SHORT TASK
Update the records below by replacing every "drop the dot" with "put the marker" and keeping everything else unchanged.

-- start GIVEN RECORDS --

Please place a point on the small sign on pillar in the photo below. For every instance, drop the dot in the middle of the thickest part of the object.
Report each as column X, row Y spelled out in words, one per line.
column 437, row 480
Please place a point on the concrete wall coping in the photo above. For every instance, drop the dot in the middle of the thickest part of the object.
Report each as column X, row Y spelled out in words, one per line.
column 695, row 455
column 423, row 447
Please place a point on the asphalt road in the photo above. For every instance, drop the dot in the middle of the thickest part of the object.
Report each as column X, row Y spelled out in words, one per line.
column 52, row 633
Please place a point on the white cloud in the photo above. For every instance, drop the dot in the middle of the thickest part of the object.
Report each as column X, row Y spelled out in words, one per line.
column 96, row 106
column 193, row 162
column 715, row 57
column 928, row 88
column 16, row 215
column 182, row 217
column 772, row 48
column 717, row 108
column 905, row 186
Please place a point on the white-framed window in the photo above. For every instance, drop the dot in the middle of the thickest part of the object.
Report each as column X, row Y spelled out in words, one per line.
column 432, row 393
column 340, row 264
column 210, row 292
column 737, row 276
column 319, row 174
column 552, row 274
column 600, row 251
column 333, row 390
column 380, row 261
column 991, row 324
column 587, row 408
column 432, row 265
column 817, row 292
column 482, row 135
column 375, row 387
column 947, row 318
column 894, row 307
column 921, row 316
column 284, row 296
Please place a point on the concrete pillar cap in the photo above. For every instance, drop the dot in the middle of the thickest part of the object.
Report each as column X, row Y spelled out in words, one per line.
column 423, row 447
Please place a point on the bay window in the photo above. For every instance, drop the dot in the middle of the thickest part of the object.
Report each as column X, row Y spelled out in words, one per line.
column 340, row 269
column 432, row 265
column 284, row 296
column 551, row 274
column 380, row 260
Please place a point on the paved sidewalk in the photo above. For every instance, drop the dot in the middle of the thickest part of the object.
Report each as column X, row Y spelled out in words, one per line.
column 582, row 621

-- end GIVEN RECORDS --

ANSWER TO THE TASK
Please place a point on the small sign on pillar in the photo below. For every instance, put the marker in the middle of the thickest part of the object.
Report each as column X, row Y spelled out in words, one per line.
column 437, row 480
Please place a point on the concrete wall coping in the photo above. For every instance, put the marker in the middle of the thickest part of the object.
Report each as column X, row Y spelled out in words, one per line.
column 695, row 455
column 423, row 447
Please place a point on the asphalt road in the photo above. For every instance, put the marker in the middle of the thickest part of the object.
Report each as column X, row Y spelled out in words, one per line.
column 52, row 633
Please place a point on the white cloud in the photo above. For every instance, put the marker in the middle of the thickest part of the object.
Report each as column X, row Y spelled out in words, one per line.
column 96, row 106
column 193, row 162
column 715, row 57
column 928, row 88
column 16, row 215
column 182, row 217
column 772, row 48
column 717, row 108
column 905, row 186
Please place a point on the white-framed window in the photo above. For every instance, put the marker in the middle of the thickest part of the object.
Report each as column X, row Y spelled out in words, one per line.
column 432, row 393
column 340, row 264
column 210, row 292
column 737, row 276
column 319, row 174
column 552, row 274
column 600, row 251
column 333, row 390
column 380, row 261
column 991, row 324
column 587, row 408
column 432, row 265
column 817, row 292
column 482, row 135
column 375, row 387
column 947, row 318
column 894, row 307
column 921, row 316
column 284, row 296
Please place a point on the concrete pillar cap in the photo above. For every instance, put the marker in the middle of the thickest part of the object.
Report each as column X, row Y spelled out in words, one per line.
column 423, row 447
Please place a point on the bay window in the photo above. For every instance, put the marker in the middle of the thickest part of the object.
Report each as column X, row Y spelled out in words, one per line.
column 340, row 269
column 432, row 265
column 284, row 296
column 551, row 274
column 380, row 260
Please place a point on the paved sidewalk in the photo above. For every instance, put the marker in the middle of the thickest part of the object.
Report each as column X, row Y spelled out in words, one per line.
column 582, row 621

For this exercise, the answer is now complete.